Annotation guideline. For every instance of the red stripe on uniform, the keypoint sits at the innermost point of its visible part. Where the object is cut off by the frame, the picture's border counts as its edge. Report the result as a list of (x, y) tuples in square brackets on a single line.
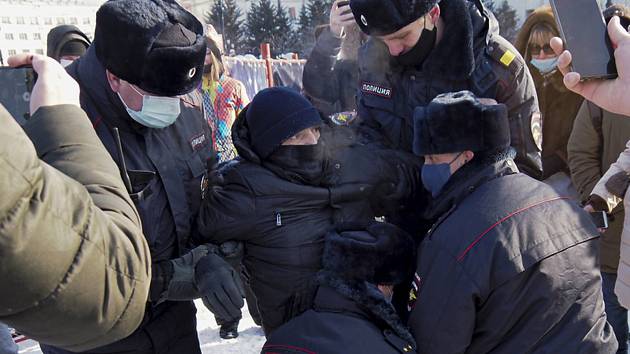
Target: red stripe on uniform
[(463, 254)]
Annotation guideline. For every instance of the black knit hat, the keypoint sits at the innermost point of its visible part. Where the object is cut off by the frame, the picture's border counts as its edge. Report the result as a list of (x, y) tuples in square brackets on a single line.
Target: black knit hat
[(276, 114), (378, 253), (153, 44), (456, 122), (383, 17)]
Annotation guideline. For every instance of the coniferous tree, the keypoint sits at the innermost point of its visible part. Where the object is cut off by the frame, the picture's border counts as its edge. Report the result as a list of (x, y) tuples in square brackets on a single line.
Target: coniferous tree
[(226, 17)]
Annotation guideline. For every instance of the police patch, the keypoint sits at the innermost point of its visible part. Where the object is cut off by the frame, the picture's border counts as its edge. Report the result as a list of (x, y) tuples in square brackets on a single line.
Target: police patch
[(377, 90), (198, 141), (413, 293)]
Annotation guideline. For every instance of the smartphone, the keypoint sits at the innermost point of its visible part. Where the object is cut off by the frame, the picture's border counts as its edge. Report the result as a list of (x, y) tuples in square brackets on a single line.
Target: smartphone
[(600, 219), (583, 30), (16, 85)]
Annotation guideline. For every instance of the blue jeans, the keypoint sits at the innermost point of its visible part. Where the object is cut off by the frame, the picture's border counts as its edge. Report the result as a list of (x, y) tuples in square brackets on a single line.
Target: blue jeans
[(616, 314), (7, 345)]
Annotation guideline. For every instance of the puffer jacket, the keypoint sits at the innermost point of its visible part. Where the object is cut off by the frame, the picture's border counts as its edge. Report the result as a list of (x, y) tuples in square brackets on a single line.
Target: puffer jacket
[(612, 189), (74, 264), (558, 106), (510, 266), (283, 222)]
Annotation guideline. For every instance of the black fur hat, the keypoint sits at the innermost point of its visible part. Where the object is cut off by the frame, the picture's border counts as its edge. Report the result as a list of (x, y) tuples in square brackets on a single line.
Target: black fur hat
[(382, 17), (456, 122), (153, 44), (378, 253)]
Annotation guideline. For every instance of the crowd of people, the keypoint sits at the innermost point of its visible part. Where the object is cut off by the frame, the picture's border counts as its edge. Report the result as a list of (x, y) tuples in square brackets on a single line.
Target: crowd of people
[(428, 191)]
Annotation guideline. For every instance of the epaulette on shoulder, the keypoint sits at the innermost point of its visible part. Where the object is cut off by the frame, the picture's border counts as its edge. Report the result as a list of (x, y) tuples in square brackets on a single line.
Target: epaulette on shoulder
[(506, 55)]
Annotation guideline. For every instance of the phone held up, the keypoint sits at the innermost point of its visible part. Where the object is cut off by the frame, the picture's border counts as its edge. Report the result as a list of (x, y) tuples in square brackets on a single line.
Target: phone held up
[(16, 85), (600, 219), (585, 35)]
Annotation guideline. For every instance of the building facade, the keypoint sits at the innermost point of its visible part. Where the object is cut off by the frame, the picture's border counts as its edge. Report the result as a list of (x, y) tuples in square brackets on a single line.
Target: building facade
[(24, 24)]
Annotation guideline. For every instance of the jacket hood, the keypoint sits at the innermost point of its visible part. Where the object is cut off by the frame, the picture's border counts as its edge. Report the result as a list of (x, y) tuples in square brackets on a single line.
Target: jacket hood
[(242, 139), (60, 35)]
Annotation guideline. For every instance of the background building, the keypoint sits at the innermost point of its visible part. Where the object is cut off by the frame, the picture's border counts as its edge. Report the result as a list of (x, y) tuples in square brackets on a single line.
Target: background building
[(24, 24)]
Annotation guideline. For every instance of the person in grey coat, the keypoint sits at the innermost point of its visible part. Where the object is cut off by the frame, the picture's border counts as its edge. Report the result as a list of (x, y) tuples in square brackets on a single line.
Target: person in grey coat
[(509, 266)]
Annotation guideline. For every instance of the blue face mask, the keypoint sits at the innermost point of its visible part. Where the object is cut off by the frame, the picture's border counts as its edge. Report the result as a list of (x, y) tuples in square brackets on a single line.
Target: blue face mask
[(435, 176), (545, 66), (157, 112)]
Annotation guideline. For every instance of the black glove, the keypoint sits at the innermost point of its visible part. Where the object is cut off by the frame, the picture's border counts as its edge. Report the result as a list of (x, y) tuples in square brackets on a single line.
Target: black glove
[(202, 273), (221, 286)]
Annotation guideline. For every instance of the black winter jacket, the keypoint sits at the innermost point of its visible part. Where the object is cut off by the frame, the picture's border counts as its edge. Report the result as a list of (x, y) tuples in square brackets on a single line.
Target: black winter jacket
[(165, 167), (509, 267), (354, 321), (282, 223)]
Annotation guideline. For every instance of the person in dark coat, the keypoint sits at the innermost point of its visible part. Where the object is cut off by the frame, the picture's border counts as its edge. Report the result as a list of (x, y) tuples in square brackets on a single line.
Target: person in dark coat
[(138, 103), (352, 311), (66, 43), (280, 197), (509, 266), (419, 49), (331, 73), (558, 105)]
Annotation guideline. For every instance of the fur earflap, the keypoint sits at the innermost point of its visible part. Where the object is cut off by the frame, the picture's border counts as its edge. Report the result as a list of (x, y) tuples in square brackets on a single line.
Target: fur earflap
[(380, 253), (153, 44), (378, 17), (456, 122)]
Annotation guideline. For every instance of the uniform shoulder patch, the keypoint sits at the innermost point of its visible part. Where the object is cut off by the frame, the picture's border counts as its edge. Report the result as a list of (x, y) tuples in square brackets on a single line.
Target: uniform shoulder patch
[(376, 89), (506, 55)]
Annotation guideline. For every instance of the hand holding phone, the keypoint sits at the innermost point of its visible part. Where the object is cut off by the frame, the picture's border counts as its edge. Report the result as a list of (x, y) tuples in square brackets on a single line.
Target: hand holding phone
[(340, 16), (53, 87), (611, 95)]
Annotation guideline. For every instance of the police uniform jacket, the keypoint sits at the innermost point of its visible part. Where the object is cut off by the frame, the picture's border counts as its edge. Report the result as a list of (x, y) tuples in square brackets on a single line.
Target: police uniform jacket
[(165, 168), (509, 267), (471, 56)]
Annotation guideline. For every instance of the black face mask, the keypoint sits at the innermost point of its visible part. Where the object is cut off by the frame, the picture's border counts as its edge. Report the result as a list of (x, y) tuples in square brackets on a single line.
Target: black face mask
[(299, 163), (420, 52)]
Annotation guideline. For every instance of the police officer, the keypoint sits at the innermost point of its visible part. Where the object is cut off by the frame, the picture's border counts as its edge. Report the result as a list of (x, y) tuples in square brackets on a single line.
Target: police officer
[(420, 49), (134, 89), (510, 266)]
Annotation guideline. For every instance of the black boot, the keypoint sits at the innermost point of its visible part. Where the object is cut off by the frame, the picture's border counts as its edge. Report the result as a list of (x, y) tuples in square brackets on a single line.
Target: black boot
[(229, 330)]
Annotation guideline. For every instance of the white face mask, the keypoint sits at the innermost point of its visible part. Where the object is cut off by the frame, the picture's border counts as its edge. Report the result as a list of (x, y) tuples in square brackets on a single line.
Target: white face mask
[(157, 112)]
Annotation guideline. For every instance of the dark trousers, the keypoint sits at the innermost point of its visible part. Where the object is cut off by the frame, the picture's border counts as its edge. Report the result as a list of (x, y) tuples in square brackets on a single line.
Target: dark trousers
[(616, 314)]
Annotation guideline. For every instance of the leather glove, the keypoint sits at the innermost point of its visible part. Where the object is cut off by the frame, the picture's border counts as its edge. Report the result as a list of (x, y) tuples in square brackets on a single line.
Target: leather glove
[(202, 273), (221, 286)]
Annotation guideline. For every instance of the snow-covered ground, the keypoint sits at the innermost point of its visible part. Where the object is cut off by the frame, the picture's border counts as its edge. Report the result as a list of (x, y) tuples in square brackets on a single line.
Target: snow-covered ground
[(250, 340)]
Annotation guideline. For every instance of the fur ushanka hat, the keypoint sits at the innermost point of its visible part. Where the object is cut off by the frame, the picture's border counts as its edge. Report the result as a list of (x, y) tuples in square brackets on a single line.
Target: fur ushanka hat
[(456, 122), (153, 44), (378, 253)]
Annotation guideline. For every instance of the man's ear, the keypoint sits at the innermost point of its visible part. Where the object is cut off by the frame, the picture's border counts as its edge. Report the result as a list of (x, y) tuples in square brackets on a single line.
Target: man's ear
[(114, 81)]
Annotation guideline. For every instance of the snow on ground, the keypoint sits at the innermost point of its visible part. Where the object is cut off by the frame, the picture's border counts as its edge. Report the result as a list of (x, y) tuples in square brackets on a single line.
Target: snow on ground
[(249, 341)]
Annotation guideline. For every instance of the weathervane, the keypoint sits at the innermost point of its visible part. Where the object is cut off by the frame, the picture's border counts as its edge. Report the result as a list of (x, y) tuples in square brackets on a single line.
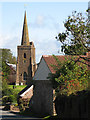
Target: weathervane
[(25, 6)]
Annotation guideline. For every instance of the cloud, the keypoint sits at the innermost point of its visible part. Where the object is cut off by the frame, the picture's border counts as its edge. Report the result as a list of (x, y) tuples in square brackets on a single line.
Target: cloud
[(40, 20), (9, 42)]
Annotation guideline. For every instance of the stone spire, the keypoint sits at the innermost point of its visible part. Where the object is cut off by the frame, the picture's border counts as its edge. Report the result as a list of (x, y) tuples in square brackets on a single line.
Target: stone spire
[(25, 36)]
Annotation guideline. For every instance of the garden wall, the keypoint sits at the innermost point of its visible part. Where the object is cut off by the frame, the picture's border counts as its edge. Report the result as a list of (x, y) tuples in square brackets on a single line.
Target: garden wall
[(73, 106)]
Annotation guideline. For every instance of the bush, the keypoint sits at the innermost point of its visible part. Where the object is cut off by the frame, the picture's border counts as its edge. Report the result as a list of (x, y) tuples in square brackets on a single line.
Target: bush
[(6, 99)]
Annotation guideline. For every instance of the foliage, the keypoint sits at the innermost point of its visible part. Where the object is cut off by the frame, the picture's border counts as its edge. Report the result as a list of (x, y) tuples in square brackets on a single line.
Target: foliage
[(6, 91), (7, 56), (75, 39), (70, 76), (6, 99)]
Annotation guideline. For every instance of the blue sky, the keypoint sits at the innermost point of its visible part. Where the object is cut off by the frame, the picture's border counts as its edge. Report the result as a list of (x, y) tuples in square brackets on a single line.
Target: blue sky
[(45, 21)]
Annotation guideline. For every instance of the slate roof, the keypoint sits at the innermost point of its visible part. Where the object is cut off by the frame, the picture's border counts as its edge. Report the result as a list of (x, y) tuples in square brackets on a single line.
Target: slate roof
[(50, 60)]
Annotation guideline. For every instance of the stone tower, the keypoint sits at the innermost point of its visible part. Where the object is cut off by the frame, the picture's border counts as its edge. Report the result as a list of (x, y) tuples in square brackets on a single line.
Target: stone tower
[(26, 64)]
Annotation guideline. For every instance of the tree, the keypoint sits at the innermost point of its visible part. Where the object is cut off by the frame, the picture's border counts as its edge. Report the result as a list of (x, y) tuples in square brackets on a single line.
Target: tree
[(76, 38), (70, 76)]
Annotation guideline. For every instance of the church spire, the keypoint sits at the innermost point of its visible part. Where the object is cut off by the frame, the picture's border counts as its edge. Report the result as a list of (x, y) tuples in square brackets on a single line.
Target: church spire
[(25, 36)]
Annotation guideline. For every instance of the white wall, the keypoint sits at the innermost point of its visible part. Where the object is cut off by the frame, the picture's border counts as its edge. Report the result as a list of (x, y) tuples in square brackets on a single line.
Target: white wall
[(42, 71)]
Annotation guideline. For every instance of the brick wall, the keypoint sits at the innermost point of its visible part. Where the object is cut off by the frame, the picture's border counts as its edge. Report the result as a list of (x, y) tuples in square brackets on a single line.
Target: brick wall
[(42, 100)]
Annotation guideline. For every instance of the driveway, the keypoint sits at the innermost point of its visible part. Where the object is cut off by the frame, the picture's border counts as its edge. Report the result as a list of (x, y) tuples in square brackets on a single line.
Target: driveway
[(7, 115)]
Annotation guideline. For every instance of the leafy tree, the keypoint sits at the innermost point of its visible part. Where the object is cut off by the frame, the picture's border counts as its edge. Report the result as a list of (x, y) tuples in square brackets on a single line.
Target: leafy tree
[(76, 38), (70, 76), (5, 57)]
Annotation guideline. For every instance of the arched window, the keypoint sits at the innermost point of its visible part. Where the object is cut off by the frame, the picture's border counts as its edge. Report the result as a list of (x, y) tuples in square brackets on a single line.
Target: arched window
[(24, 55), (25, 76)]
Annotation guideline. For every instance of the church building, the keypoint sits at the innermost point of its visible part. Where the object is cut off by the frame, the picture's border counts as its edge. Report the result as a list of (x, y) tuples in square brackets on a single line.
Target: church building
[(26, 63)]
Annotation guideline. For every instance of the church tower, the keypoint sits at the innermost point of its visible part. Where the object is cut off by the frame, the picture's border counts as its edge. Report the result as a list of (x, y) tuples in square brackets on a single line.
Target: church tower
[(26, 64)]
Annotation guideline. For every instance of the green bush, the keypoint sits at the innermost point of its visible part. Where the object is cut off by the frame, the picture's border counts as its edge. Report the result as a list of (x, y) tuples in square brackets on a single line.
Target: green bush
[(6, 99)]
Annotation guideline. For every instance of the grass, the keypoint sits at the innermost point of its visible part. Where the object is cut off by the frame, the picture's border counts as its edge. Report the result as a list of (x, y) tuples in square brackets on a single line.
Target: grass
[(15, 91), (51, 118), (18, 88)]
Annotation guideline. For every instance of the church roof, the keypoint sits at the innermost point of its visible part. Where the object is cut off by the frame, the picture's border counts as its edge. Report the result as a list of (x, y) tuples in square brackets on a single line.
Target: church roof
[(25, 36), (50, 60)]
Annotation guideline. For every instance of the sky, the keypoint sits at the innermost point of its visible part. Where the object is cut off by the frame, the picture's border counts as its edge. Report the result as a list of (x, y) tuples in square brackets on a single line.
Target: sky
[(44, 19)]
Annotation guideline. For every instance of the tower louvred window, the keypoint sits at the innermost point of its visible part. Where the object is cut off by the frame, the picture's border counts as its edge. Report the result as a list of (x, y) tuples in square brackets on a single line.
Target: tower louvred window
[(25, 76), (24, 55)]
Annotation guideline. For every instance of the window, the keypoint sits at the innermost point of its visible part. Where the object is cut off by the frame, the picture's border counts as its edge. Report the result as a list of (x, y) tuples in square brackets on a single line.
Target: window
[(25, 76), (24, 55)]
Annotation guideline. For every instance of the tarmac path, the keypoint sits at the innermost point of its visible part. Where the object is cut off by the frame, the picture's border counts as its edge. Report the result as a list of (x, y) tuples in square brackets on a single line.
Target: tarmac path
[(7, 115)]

-------

Print the rows word for word, starting with the first line and going on through the line that contains "[(600, 219), (583, 30), (16, 85)]", with both ends included. Leave the pictures out.

Annotation guideline. For every instance of the red stripe on uniform, the keypoint sits at the innermost point of its visible part. Where the object is cut off by the frame, the picture's border counts as its edge. Report the result as a list of (x, y) tuples in square brackets on a single line.
Target: red stripe on uniform
[(463, 254)]
Annotation guideline. For every instance of the black knit hat, the keypoint sits at the innermost point of its visible part. Where the object is cut off by the frame, the picture's border counts as its edge. Report the result as a list of (x, y) tuples in square brackets on a single line.
Target: black knit hat
[(276, 114), (378, 253), (153, 44), (456, 122), (383, 17)]
Annotation guideline. For every instance of the coniferous tree, the keypoint sits at the innermost point of its visible part. Where the object is cut off by the frame, the picture's border counts as its edge. Report the result as a list of (x, y) tuples in square brackets on a single line.
Target: coniferous tree
[(226, 17)]
Annotation guideline. For every instance of the police patch, the keypoint sits at the innermost point of its visible part. Where the object is cut off by the frame, the picture's border counts as its edge. Report the result as a list of (x, y) tuples in square brackets on a single line.
Target: police patch
[(377, 90), (198, 141), (413, 293)]
Annotation guideline. For every instance of the smartphone, the keypoint sits at the innermost point of its visible part. Where the object is cut off by the frame, the picture's border counts as its edge. Report the result as a list of (x, y) tuples in square brackets on a single line.
Target: smartphone
[(600, 219), (583, 30), (16, 85)]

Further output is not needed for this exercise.